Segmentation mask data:
⟨
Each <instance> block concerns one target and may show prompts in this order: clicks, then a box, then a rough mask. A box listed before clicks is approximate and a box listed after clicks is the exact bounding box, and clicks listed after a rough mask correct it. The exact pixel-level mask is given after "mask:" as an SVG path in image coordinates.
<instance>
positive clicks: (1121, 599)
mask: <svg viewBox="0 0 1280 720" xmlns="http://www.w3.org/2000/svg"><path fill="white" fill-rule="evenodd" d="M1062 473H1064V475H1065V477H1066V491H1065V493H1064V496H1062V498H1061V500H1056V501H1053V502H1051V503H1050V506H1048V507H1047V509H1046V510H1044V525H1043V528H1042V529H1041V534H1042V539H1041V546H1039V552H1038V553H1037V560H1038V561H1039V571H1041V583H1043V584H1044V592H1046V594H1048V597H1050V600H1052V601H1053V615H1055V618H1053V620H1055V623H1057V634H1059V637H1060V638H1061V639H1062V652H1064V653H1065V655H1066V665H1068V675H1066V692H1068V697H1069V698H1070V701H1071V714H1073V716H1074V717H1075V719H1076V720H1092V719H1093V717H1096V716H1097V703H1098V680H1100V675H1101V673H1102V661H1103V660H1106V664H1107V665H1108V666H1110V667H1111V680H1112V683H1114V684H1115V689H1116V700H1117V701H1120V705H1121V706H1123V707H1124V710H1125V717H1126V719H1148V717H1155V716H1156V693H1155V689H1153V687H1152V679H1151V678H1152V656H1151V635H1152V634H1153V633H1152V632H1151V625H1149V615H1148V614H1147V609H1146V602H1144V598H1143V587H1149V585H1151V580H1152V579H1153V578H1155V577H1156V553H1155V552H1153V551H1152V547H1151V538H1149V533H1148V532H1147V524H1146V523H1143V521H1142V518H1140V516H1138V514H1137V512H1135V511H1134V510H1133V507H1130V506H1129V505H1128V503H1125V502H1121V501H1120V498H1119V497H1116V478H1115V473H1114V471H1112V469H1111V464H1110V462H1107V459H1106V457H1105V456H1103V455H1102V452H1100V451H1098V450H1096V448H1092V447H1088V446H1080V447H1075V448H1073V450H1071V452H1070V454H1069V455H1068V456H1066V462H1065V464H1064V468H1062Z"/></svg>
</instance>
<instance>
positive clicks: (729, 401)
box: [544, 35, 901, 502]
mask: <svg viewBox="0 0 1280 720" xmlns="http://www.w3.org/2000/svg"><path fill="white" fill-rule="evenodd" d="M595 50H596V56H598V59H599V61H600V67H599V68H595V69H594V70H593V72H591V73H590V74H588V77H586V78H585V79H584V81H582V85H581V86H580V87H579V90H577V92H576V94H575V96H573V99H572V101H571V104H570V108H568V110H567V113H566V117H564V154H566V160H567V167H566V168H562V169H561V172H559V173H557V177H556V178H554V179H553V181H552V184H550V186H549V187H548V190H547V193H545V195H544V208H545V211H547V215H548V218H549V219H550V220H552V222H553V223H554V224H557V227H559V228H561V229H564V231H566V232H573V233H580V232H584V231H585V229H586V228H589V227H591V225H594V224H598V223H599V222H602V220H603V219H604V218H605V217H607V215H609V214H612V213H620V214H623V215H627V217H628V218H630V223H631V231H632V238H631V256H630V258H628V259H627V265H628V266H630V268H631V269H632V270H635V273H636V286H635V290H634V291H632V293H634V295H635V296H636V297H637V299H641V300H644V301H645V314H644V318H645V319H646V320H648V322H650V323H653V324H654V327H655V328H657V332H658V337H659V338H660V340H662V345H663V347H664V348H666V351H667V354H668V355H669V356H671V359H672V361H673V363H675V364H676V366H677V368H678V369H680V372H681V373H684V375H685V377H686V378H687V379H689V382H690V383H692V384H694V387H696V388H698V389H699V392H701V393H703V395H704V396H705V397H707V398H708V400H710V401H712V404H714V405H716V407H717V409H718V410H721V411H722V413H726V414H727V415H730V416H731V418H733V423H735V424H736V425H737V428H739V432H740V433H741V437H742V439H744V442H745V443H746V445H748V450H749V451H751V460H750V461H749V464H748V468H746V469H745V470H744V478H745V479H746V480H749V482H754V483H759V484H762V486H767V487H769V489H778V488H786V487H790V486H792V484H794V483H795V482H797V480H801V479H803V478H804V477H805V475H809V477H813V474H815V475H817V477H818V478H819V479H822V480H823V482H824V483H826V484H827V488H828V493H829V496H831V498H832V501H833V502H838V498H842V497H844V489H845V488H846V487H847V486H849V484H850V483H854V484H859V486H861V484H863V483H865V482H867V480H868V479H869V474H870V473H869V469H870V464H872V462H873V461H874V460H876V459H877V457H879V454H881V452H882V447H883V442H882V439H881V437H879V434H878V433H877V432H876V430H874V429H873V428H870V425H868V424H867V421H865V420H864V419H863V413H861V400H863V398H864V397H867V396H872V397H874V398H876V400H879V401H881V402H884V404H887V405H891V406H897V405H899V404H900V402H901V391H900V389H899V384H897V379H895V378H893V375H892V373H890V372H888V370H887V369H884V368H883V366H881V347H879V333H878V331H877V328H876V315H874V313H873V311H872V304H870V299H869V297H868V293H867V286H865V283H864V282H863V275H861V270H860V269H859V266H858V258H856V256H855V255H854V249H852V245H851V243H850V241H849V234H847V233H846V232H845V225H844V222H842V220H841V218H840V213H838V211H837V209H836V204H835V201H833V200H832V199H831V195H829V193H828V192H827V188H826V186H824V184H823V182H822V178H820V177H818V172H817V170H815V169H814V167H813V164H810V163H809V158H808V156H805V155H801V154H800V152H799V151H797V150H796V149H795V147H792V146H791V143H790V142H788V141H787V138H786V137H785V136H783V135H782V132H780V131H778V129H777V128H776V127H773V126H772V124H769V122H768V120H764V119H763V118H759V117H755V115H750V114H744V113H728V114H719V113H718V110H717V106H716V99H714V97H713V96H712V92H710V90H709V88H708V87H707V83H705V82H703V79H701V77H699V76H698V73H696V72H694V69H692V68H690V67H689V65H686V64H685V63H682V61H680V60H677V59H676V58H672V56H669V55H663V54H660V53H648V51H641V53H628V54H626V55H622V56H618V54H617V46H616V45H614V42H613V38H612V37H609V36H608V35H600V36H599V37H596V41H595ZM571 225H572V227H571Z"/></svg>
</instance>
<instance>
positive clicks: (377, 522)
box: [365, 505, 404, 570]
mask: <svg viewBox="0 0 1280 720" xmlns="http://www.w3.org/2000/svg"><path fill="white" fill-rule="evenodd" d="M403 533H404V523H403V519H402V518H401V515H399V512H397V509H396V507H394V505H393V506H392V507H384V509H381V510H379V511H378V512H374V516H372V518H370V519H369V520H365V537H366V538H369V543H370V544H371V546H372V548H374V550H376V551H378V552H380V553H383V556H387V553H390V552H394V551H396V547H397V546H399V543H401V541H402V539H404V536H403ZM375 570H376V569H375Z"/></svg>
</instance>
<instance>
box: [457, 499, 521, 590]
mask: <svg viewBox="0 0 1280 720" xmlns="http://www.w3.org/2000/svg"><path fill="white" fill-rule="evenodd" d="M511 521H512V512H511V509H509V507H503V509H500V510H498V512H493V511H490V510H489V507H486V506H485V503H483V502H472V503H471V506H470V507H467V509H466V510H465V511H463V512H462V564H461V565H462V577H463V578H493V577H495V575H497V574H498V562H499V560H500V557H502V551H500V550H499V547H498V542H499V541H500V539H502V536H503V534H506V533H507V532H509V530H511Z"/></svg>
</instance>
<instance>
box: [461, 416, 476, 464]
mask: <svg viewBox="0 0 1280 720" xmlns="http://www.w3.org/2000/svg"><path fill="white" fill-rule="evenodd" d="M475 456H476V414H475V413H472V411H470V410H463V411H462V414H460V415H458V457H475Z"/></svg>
⟩
Extract the part of the rows that begins at the very start and ends with the line containing "positive clicks: (1121, 599)", and reproduce that part character for character, including both ends.

◆ YOUR RESPONSE ◆
Each <instance> block concerns one target and may show prompts in this order: clicks, then a box, then a rough mask. A box listed before clicks is approximate and a box listed after clicks is the exact bounding box, and clicks listed after a rough mask correct it. The exact pixel-level mask is given after "mask:" as an SVG path in image coordinates.
<instance>
positive clicks: (1121, 599)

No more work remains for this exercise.